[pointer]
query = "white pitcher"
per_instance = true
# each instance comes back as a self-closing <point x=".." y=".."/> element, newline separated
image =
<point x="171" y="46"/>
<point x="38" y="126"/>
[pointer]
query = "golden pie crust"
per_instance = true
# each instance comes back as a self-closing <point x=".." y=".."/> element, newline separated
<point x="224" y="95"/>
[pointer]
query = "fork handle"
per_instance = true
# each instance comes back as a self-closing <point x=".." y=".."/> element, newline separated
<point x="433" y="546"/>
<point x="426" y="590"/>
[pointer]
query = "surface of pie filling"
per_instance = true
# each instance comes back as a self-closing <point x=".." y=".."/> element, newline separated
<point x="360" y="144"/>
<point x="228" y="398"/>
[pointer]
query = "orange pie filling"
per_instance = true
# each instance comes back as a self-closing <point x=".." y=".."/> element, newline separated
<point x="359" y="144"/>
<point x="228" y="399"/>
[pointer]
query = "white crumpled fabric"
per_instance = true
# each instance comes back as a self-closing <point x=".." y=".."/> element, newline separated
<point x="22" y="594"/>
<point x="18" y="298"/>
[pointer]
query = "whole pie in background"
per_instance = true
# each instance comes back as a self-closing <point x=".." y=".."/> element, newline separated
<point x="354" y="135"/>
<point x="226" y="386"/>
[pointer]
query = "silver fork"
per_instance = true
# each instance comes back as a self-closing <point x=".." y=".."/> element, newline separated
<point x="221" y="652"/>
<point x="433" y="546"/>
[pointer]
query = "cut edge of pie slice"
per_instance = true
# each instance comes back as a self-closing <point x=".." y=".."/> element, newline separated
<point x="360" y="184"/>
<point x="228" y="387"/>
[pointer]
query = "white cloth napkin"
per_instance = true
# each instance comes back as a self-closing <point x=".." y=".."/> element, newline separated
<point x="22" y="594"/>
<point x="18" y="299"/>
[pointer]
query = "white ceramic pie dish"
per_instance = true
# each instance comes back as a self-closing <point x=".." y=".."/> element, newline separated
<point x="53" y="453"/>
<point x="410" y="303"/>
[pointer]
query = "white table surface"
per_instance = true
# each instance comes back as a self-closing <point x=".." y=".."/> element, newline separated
== == ==
• GOAL
Make an exact copy of every entry.

• REPLY
[pointer]
query = "white pitcher"
per_instance = true
# each instance comes back as a self-closing <point x=".." y=".."/> element, newline separated
image =
<point x="171" y="46"/>
<point x="38" y="126"/>
[pointer]
query = "golden pie crust"
per_instance = true
# each instance comes back as a self-closing <point x=".." y=".."/> element, newline separated
<point x="224" y="95"/>
[pointer]
query = "fork handle"
per_instance = true
# each instance comes back as a self-closing <point x=".." y=".."/> element, newline separated
<point x="433" y="546"/>
<point x="426" y="590"/>
[pointer]
query = "surface of pie filling"
per_instance = true
# each instance comes back as a self-closing <point x=".." y=".."/> element, newline separated
<point x="360" y="144"/>
<point x="228" y="398"/>
[pointer]
query = "orange pie filling"
per_instance = true
# each instance comes back as a self-closing <point x=".." y=".."/> element, newline separated
<point x="359" y="144"/>
<point x="228" y="399"/>
[pointer]
query = "white crumpled fabric"
per_instance = true
# each instance comes back as a self-closing <point x=".." y=".."/> element, newline separated
<point x="22" y="594"/>
<point x="18" y="298"/>
[pointer]
query = "whole pie in background"
per_instance = true
# each instance comes back as a self-closing <point x=".." y=".."/> element, newline separated
<point x="354" y="135"/>
<point x="226" y="386"/>
[pointer]
query = "silver fork"
per_instance = true
# each instance comes back as a self-closing <point x=".." y=".."/> element, newline separated
<point x="221" y="652"/>
<point x="433" y="546"/>
[pointer]
query = "cut edge of pie slice"
per_instance = true
# each instance comes back as a self-closing <point x=".." y=".."/> element, newline separated
<point x="360" y="184"/>
<point x="228" y="387"/>
[pointer]
query = "white cloth napkin"
per_instance = true
# each instance comes back as a self-closing <point x=".." y=".."/> element, newline separated
<point x="22" y="594"/>
<point x="18" y="299"/>
[pointer]
query = "white ceramic pie dish"
per_instance = true
# each instance comes back as a self-closing <point x=".." y=".."/> element, newline separated
<point x="53" y="453"/>
<point x="410" y="303"/>
[pointer]
query = "white table surface"
per_instance = true
# each instance comes back as a self-closing <point x=".." y=".."/> element, newline separated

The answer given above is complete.